# EXERCISE INSTRUCTIONS:
Output only the lines below from the one containing "Does the image above contain any clear" to the one containing "Does the image above contain any pine", exactly as written, both ends kept.
== DATA TO PROCESS
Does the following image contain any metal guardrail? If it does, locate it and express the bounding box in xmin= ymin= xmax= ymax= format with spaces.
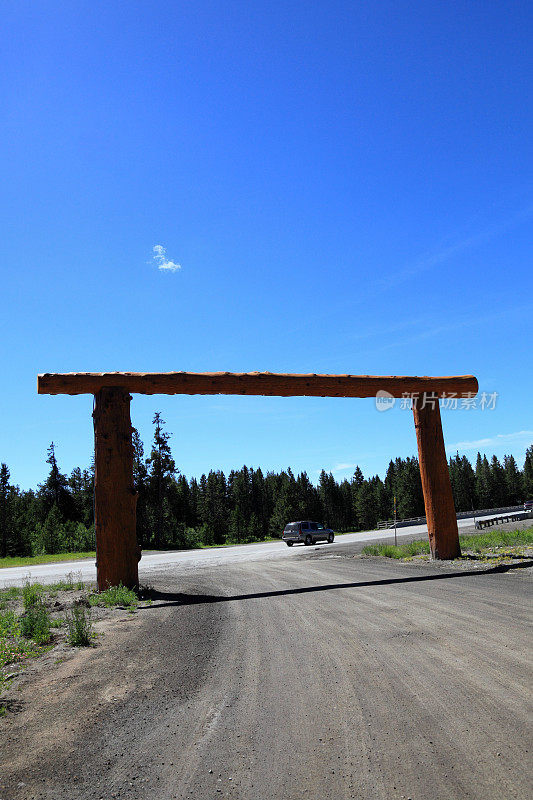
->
xmin=377 ymin=505 xmax=526 ymax=531
xmin=475 ymin=511 xmax=533 ymax=529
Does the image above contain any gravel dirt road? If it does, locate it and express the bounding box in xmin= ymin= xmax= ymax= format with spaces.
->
xmin=2 ymin=545 xmax=531 ymax=800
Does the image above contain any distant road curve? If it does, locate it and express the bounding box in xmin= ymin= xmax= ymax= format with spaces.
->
xmin=0 ymin=512 xmax=510 ymax=588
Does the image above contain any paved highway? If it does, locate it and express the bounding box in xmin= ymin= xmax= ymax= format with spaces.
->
xmin=0 ymin=513 xmax=506 ymax=588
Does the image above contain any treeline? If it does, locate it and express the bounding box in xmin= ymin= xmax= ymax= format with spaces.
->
xmin=1 ymin=414 xmax=532 ymax=557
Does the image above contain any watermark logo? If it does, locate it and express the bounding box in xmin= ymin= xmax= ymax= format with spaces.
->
xmin=375 ymin=390 xmax=396 ymax=412
xmin=375 ymin=390 xmax=499 ymax=412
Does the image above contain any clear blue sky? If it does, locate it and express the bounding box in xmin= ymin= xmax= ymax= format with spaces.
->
xmin=1 ymin=1 xmax=532 ymax=490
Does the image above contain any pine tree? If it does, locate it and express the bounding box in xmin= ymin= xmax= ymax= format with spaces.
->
xmin=0 ymin=464 xmax=12 ymax=558
xmin=449 ymin=452 xmax=476 ymax=511
xmin=268 ymin=492 xmax=295 ymax=538
xmin=199 ymin=470 xmax=228 ymax=544
xmin=250 ymin=468 xmax=268 ymax=539
xmin=475 ymin=453 xmax=492 ymax=509
xmin=318 ymin=470 xmax=339 ymax=527
xmin=351 ymin=466 xmax=365 ymax=529
xmin=356 ymin=480 xmax=377 ymax=530
xmin=268 ymin=470 xmax=299 ymax=537
xmin=523 ymin=445 xmax=533 ymax=500
xmin=396 ymin=457 xmax=424 ymax=518
xmin=188 ymin=478 xmax=200 ymax=528
xmin=295 ymin=471 xmax=321 ymax=522
xmin=171 ymin=474 xmax=193 ymax=528
xmin=40 ymin=504 xmax=66 ymax=554
xmin=488 ymin=455 xmax=506 ymax=507
xmin=227 ymin=467 xmax=252 ymax=543
xmin=503 ymin=454 xmax=523 ymax=506
xmin=132 ymin=428 xmax=149 ymax=546
xmin=68 ymin=466 xmax=94 ymax=526
xmin=146 ymin=414 xmax=177 ymax=548
xmin=384 ymin=460 xmax=396 ymax=498
xmin=352 ymin=466 xmax=364 ymax=488
xmin=38 ymin=442 xmax=73 ymax=522
xmin=10 ymin=488 xmax=36 ymax=557
xmin=338 ymin=479 xmax=354 ymax=531
xmin=372 ymin=476 xmax=390 ymax=522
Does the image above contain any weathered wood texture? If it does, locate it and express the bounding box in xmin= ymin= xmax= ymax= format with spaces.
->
xmin=413 ymin=402 xmax=461 ymax=560
xmin=38 ymin=371 xmax=478 ymax=398
xmin=93 ymin=388 xmax=139 ymax=590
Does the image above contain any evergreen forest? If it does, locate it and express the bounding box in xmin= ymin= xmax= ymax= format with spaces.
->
xmin=1 ymin=414 xmax=531 ymax=557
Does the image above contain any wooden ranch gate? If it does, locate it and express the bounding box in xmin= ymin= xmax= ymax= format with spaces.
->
xmin=37 ymin=372 xmax=478 ymax=590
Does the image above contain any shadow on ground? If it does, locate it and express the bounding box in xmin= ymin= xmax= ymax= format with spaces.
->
xmin=138 ymin=560 xmax=533 ymax=609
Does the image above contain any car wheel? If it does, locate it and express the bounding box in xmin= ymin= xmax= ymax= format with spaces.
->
xmin=305 ymin=534 xmax=312 ymax=546
xmin=328 ymin=533 xmax=334 ymax=543
xmin=286 ymin=541 xmax=293 ymax=547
====
# PROBLEM SOLUTION:
Does the image above contain any clear blue sky? If it does, locate it and express the bounding box in xmin= ymin= xmax= ymax= format with spaces.
->
xmin=1 ymin=1 xmax=532 ymax=490
Does the image above contain any pine tree? If it does, locate it and express the bounding box in xmin= ymin= xmax= ymax= format with spaces.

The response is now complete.